Go through the material and set down every line without alteration.

(RECORDS SUPPLIED Opens)

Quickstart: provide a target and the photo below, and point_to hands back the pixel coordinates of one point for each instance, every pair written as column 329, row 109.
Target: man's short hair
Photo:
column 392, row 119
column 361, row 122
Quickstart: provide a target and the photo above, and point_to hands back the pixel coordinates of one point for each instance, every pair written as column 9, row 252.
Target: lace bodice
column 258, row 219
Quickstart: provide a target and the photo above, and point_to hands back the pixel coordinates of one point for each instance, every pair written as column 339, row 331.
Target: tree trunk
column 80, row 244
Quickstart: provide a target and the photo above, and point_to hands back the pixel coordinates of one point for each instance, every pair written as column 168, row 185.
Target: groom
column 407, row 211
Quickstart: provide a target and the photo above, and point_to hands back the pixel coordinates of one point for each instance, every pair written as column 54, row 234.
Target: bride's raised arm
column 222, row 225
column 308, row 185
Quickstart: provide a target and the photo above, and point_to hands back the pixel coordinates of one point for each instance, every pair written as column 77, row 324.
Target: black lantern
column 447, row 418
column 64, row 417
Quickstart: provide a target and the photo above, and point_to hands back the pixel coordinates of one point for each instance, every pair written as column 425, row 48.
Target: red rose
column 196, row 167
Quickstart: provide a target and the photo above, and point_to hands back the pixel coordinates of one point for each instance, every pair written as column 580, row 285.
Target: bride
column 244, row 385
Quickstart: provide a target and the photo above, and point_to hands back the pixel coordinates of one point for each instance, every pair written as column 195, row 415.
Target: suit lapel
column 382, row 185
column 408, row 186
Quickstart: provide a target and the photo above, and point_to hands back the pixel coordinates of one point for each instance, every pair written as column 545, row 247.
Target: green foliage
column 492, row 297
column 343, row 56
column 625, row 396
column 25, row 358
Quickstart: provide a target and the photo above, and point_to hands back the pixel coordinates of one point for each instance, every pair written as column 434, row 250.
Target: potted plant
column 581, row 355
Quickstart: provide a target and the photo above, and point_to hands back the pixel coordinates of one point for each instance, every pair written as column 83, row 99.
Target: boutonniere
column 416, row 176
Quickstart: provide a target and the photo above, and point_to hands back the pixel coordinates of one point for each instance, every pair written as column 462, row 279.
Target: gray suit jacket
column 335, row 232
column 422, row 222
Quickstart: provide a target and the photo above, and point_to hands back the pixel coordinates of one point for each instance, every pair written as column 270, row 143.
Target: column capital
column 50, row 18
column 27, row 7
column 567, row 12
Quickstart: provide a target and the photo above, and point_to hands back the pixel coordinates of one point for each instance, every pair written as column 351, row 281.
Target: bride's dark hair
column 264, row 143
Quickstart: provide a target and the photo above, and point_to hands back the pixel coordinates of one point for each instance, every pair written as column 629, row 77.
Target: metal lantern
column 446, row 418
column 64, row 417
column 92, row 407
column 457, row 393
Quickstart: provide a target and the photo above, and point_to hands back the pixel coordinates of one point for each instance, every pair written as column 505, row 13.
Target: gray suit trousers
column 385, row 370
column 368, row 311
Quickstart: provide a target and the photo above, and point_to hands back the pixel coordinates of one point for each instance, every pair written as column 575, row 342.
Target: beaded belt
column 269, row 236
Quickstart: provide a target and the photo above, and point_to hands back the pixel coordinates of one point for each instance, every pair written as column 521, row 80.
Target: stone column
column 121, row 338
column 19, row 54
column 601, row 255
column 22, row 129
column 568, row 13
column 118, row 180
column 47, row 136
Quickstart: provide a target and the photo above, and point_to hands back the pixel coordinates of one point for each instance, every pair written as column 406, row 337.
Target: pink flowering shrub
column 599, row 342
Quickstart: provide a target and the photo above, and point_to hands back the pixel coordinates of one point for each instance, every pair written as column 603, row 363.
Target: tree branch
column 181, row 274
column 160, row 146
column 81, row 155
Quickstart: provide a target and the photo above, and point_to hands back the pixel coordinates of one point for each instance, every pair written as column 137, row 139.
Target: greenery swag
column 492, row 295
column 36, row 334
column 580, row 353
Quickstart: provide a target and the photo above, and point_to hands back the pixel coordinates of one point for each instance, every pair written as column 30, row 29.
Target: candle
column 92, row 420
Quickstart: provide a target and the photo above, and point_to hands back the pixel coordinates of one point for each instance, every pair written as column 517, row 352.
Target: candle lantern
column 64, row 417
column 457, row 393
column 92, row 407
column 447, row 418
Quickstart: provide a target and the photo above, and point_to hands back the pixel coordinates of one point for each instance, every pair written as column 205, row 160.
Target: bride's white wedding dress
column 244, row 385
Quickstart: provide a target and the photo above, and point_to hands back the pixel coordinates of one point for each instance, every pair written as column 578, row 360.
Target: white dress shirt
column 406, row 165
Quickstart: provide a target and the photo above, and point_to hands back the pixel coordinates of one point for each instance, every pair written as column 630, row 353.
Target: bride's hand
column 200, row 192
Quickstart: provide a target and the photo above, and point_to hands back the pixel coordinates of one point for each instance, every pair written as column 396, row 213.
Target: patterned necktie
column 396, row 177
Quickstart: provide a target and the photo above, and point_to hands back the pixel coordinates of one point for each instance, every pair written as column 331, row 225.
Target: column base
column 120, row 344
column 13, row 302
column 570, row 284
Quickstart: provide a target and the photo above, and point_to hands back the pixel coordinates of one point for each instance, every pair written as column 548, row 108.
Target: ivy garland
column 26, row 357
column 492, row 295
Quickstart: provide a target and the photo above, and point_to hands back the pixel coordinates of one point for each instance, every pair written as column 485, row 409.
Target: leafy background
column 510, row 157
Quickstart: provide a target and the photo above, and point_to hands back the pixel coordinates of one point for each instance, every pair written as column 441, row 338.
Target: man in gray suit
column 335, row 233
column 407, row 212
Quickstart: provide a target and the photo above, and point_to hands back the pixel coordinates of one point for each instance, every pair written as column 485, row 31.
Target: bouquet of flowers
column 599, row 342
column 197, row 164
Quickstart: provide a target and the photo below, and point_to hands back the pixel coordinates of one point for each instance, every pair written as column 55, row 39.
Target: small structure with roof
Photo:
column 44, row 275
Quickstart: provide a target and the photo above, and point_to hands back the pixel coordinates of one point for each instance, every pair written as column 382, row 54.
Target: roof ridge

(RECORDS SUPPLIED Closes)

RESPONSE TO THIS TASK>
Quickstart: provide a target and the photo below, and point_to hands back the pixel coordinates of one point for each instance, every pair written as column 329, row 109.
Target: man's short hair
Photo:
column 392, row 119
column 361, row 122
Quickstart: provide a target and the photo above, and point_to hands back the pixel coordinates of one point for each instance, every pair written as column 9, row 252.
Target: lace bodice
column 258, row 219
Quickstart: provide a target and the photo above, and point_to hands back the pixel coordinates of one point for each instance, every pair written as column 339, row 331.
Target: tree trunk
column 80, row 244
Quickstart: provide a target and the photo above, and point_to hands back the pixel coordinates of one point for each instance, every pair written as column 168, row 185.
Target: groom
column 407, row 211
Quickstart: provide a target and the photo above, and point_to hands back the pixel coordinates of one point for each instance, every pair written as column 54, row 234.
Target: bride's raised arm
column 222, row 225
column 308, row 185
Quickstart: provide a target and the photo above, and point_to hands back the pixel coordinates of one point for each instance, every pair written as column 77, row 324.
Target: black lantern
column 447, row 418
column 64, row 417
Quickstart: provide a target and the photo above, and point_to hands back the pixel coordinates of one point for each instance, every pair written as column 425, row 48.
Target: red rose
column 196, row 167
Quickstart: provide a target and the photo above, and point_to hands back the pixel coordinates of one point for each instance, every pair written as column 580, row 285.
Target: bride
column 244, row 385
Quickstart: provide a target and the photo above, and point_to hands back the pixel coordinates of one point for each instance, every pair written as column 195, row 415.
Target: suit lapel
column 382, row 185
column 408, row 186
Quickstart: provide a target and the photo above, and point_to hands back the pixel coordinates of one point for each instance, every pair written as column 545, row 247.
Target: green foliage
column 492, row 297
column 343, row 56
column 625, row 396
column 25, row 358
Quickstart: provide a target and the photo above, and point_to hands back the pixel coordinates of one point for each instance, every pair written as column 434, row 250.
Target: potted plant
column 581, row 355
Quickstart: provide a target and the photo above, and point_to hands back the pixel coordinates of one point for each instance, every pair written as column 83, row 99.
Target: boutonniere
column 416, row 176
Quickstart: provide a target and the photo above, and point_to hands back the pixel coordinates of one point for each instance, every pair written as column 462, row 279.
Target: gray suit jacket
column 335, row 232
column 422, row 222
Quickstart: provide a target and the photo above, and point_to hands back the pixel coordinates of one point for each instance, every pair written as column 270, row 143.
Target: column capital
column 50, row 18
column 27, row 7
column 567, row 12
Quickstart: provide a target and the photo above, and point_to hands back the pixel coordinates of one point for each instance, every pair written as column 351, row 281.
Target: bride's dark hair
column 264, row 143
Quickstart: provide a target and the photo above, and point_to hands back the pixel coordinates of one point for each instance, every pair written as column 629, row 77.
Target: metal lantern
column 446, row 418
column 64, row 417
column 92, row 407
column 457, row 393
Quickstart: provide a target and the photo above, and point_to hands back the pixel coordinates of one point for each instance, every pair written as column 505, row 13.
Target: gray suit trousers
column 385, row 370
column 368, row 311
Quickstart: provide a target and the photo above, and point_to hands back the pixel coordinates of one point for each instance, every pair written as column 575, row 342.
Target: beaded belt
column 269, row 236
Quickstart: provide a target and the photo above, and point_to hands back the pixel coordinates of one point for each instance, every pair written as column 521, row 80.
Target: stone column
column 121, row 338
column 19, row 54
column 601, row 255
column 22, row 129
column 568, row 13
column 118, row 180
column 47, row 136
Quickstart: provide a target and the photo above, and point_to hands back the pixel coordinates of one point for each instance, every pair written as column 406, row 337.
Target: pink flowering shrub
column 599, row 342
Quickstart: provide a target and the photo above, and point_to hands back the pixel coordinates of one point for each instance, every pair written as column 603, row 363.
Target: tree branch
column 181, row 274
column 160, row 146
column 81, row 155
Quickstart: provide a target and the photo above, and point_to hands back the pixel coordinates of one point for each instance, every pair written as column 137, row 139.
Target: greenery swag
column 492, row 295
column 36, row 334
column 580, row 353
Quickstart: provide a target and the photo above, and point_to hands back the pixel coordinates of one point for each instance, every pair written as column 30, row 29.
Target: candle
column 92, row 420
Quickstart: provide a target and the photo above, and point_to hands back the pixel coordinates of one point for each instance, every pair written as column 517, row 352.
Target: candle lantern
column 64, row 417
column 457, row 393
column 92, row 407
column 447, row 418
Quickstart: provide a target and the photo above, and point_to hands back the pixel coordinates of one point for each instance, every pair written as column 205, row 160.
Target: bride's white wedding dress
column 244, row 385
Quickstart: provide a target and the photo above, and point_to hands back the pixel coordinates of one point for each instance, every pair written as column 578, row 360.
Target: white dress shirt
column 406, row 165
Quickstart: provide a target and the photo above, and point_to hands back the pixel coordinates of one point for each instance, every pair written as column 630, row 353.
Target: bride's hand
column 200, row 192
Quickstart: provide a target and the photo above, and point_to hands back the pixel coordinates of one point for each instance, every pair written as column 396, row 213.
Target: patterned necktie
column 396, row 177
Quickstart: provide a target and the photo above, and point_to hands back the pixel coordinates of one point for each instance, every pair written as column 331, row 225.
Target: column base
column 120, row 344
column 13, row 302
column 570, row 284
Quickstart: provide a target and the photo above, and point_to hands back the pixel coordinates of one point for each instance, every pair written as column 548, row 108.
Target: ivy garland
column 26, row 357
column 492, row 295
Quickstart: provide a target and the photo above, and point_to hands back the pixel coordinates of one point for each instance, every pair written as column 485, row 409.
Target: leafy background
column 510, row 157
Quickstart: provide a target and the photo above, and point_to hands back the pixel coordinates of one point for each instance, every pair written as column 441, row 338.
Target: man in gray suit
column 335, row 233
column 407, row 212
Quickstart: provide a target and the photo above, and point_to hands back the pixel coordinates of one point for each instance, every pair written as column 485, row 31.
Target: bouquet of flowers
column 599, row 342
column 197, row 164
Quickstart: provide a target and the photo below, and point_to hands back the pixel coordinates of one point for each instance, every pair written as column 55, row 39.
Target: small structure with roof
Photo:
column 44, row 275
Quickstart: provide a target and the photo above, and point_to hands back the pixel coordinates of one point for each instance, every pair written as column 382, row 54.
Target: roof ridge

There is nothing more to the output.